→ RECORDED DATA:
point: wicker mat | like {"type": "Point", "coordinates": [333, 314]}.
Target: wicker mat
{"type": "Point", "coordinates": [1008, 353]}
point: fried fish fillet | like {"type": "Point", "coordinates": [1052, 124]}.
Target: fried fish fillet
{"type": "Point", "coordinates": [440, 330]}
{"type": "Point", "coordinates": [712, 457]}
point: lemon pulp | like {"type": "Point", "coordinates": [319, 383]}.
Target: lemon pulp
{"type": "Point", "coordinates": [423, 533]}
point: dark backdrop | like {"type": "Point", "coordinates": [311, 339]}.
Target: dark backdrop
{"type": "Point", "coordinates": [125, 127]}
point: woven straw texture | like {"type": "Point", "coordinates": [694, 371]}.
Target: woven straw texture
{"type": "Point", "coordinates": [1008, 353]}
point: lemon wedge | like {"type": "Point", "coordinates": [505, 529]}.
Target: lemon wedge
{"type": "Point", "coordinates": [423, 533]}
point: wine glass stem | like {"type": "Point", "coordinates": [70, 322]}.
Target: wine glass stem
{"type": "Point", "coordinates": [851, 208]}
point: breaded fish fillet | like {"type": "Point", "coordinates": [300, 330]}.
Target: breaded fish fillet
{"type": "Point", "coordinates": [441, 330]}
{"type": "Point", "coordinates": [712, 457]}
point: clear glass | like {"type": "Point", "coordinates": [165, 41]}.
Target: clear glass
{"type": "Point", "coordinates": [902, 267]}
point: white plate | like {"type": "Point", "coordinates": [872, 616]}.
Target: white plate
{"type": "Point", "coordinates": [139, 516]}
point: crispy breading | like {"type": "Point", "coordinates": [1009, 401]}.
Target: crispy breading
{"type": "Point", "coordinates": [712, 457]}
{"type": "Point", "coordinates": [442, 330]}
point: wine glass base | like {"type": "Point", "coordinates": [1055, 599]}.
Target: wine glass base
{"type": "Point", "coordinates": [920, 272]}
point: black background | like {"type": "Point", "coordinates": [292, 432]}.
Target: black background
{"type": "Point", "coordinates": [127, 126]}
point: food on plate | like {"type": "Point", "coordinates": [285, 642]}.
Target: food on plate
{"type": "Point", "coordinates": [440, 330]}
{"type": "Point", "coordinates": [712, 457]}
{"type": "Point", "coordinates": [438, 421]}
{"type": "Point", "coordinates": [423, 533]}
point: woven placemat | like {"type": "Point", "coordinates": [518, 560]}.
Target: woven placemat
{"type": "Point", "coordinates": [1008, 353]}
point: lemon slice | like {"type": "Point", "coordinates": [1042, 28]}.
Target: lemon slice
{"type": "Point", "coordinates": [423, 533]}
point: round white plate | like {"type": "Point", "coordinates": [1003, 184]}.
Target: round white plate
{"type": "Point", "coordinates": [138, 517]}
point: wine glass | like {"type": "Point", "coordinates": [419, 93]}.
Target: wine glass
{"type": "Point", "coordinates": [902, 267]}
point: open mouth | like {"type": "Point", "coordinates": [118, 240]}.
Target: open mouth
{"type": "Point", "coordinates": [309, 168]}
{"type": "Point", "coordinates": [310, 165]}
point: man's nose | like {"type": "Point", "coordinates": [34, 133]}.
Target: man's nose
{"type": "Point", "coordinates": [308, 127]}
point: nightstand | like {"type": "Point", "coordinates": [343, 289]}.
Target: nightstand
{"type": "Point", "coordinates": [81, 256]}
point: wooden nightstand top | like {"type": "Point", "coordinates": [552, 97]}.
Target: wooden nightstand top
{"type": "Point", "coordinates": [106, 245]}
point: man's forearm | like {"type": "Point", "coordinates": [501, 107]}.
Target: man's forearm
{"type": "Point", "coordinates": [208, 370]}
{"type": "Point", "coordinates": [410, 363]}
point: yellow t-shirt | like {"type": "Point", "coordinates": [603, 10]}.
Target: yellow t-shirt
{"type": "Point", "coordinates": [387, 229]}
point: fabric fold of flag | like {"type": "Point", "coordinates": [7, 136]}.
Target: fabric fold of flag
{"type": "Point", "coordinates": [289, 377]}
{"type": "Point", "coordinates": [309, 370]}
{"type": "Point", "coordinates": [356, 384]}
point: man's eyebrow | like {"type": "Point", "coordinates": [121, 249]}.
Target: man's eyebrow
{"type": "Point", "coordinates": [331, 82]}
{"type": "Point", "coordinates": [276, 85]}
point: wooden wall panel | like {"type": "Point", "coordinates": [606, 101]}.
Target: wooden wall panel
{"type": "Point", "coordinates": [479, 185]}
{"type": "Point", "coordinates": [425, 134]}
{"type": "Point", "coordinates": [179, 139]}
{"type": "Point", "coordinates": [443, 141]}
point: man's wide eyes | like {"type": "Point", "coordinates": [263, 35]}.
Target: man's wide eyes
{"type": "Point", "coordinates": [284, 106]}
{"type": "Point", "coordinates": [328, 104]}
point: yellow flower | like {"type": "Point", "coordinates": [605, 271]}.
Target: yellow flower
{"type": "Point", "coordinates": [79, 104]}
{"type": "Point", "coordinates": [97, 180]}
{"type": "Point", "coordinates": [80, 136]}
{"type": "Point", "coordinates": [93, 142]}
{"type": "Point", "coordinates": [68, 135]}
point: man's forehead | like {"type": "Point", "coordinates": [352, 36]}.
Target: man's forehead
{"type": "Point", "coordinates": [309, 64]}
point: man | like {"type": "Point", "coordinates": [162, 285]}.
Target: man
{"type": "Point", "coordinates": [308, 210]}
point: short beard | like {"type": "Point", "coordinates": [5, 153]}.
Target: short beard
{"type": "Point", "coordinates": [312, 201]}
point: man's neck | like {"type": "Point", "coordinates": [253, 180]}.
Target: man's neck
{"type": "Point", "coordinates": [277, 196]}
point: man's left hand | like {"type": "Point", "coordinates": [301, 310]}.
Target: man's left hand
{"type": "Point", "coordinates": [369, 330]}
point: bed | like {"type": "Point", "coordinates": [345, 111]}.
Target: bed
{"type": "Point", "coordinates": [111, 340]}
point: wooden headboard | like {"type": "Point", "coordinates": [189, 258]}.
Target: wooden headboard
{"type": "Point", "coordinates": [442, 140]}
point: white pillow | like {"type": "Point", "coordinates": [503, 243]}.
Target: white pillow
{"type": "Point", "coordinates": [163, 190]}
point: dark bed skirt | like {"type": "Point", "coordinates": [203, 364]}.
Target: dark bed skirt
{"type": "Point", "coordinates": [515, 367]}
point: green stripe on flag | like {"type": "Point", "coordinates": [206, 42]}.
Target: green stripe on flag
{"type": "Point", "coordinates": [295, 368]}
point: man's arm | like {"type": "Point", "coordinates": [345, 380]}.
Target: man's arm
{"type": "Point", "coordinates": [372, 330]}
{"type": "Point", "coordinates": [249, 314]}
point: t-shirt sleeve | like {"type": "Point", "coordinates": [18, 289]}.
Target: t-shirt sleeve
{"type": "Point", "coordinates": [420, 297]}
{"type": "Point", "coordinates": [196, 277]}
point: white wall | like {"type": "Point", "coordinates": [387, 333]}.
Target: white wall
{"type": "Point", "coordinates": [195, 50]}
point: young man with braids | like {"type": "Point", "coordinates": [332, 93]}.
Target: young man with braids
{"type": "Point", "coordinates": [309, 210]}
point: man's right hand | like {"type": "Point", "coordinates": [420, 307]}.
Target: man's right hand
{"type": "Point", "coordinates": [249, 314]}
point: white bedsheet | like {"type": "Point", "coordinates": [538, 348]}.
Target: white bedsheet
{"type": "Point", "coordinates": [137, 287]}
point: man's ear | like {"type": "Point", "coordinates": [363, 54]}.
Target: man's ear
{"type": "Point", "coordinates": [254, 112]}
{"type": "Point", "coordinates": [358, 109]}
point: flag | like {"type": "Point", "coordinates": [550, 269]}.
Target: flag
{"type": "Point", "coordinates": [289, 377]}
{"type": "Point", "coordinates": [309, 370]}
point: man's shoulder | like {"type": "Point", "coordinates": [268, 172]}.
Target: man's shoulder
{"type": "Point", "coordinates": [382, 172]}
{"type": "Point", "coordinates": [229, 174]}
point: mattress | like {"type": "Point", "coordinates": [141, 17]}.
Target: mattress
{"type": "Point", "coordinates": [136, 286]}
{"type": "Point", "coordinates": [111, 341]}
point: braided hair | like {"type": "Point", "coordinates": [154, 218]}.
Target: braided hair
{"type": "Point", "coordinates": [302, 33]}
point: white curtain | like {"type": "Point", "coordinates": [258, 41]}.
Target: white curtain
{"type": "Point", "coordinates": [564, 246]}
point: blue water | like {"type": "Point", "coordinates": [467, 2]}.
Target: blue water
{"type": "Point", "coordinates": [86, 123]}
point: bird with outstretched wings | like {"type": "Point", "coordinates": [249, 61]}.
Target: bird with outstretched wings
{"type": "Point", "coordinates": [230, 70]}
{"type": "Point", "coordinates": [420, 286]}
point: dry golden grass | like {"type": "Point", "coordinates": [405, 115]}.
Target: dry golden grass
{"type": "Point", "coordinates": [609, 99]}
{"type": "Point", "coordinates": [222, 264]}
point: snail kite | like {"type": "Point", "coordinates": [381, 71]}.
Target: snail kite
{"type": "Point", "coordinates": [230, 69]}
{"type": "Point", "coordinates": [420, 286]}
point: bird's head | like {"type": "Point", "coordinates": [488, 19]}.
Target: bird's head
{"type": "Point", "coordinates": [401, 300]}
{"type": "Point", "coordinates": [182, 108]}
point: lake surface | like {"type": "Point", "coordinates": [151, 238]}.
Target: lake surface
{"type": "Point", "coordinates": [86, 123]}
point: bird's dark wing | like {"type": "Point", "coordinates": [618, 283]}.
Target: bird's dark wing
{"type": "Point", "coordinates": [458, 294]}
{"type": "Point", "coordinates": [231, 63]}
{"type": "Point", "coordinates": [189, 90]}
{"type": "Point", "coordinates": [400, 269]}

→ YOUR ASSIGNMENT: Only the lines from the beginning of the material above through the line with "point: wine glass stem" are wanted; extract them exactly.

→ ANSWER FOR THE TASK:
point: wicker mat | like {"type": "Point", "coordinates": [333, 314]}.
Target: wicker mat
{"type": "Point", "coordinates": [1008, 353]}
point: fried fish fillet | like {"type": "Point", "coordinates": [1052, 124]}.
Target: fried fish fillet
{"type": "Point", "coordinates": [440, 330]}
{"type": "Point", "coordinates": [712, 457]}
point: lemon pulp | like {"type": "Point", "coordinates": [319, 383]}.
Target: lemon pulp
{"type": "Point", "coordinates": [423, 533]}
point: dark backdrop | like {"type": "Point", "coordinates": [311, 339]}.
Target: dark backdrop
{"type": "Point", "coordinates": [125, 127]}
point: woven straw texture | like {"type": "Point", "coordinates": [694, 371]}.
Target: woven straw texture
{"type": "Point", "coordinates": [1008, 353]}
point: lemon wedge | like {"type": "Point", "coordinates": [505, 529]}.
Target: lemon wedge
{"type": "Point", "coordinates": [423, 533]}
point: wine glass stem | like {"type": "Point", "coordinates": [70, 322]}.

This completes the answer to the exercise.